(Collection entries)
◇ ◇ ◇
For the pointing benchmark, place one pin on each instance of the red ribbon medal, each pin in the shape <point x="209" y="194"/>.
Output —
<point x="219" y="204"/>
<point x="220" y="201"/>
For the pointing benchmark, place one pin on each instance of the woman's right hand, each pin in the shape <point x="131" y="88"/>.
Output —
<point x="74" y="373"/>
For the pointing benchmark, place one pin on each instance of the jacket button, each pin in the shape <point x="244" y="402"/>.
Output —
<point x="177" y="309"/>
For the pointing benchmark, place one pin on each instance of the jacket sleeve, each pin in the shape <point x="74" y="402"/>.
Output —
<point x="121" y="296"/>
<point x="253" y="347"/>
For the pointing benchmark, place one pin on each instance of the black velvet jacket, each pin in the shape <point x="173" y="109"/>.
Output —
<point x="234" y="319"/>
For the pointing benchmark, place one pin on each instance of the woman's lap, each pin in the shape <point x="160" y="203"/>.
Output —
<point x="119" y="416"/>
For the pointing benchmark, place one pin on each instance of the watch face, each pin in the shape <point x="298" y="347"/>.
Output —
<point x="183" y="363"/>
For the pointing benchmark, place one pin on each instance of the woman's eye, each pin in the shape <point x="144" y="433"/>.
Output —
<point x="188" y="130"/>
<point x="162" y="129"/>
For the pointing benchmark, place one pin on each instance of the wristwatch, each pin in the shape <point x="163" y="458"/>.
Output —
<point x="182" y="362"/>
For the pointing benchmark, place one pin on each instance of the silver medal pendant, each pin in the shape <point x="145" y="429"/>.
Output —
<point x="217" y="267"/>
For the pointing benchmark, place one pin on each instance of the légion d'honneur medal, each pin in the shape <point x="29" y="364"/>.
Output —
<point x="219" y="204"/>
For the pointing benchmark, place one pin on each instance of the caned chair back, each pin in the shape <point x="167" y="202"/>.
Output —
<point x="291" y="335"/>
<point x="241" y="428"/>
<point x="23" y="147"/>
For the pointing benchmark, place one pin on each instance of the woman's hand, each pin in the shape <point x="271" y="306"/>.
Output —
◇ ◇ ◇
▶ _TASK_
Please print every line of the listing above again, unchanged and in the same order.

▶ _EXERCISE OUTPUT_
For the pointing benchmark, place one pin on each instance of the red ribbon medal, each pin in the shape <point x="209" y="194"/>.
Output —
<point x="219" y="204"/>
<point x="220" y="201"/>
For the pointing benchmark, place one pin on each instance of the woman's right hand, each pin in the shape <point x="131" y="88"/>.
Output —
<point x="74" y="373"/>
For the pointing benchmark, place one pin on each instance of the jacket button, each pin in the shape <point x="244" y="402"/>.
Output —
<point x="177" y="309"/>
For the pointing benchmark, place one pin on each instance of the jacket sleeve, each pin in the shape <point x="74" y="402"/>.
Output —
<point x="121" y="296"/>
<point x="253" y="347"/>
For the pointing benchmark, place one pin on each instance of the black velvet jacket, each pin in the shape <point x="173" y="109"/>.
Output —
<point x="234" y="319"/>
For the pointing benchmark, place one pin on each instance of the woman's lap, each pin in the shape <point x="160" y="203"/>.
Output —
<point x="119" y="416"/>
For the pointing benchmark, place one pin on each instance of the watch face, each pin in the shape <point x="298" y="347"/>.
Output —
<point x="183" y="363"/>
For the pointing benchmark, place one pin on each instance of the woman's eye, each pin in the shape <point x="144" y="433"/>.
Output —
<point x="188" y="130"/>
<point x="162" y="129"/>
For the pointing benchmark, place one pin on each instance of the wristwatch, each pin in the shape <point x="163" y="458"/>.
Output —
<point x="182" y="362"/>
For the pointing benchmark, place one pin on each instance of the silver medal pendant, each pin in the shape <point x="145" y="429"/>.
Output —
<point x="217" y="267"/>
For the pointing benchmark, place one pin on each instance of the légion d'honneur medal, each pin in the shape <point x="29" y="364"/>.
Output —
<point x="219" y="204"/>
For the pointing benchmark, place one pin on each instance of the caned chair back, each pin in the shape <point x="167" y="202"/>.
Output —
<point x="291" y="335"/>
<point x="241" y="428"/>
<point x="23" y="147"/>
For the pointing benchmark, place one pin on each instance of the woman's hand, each pin in the shape <point x="271" y="306"/>.
Output —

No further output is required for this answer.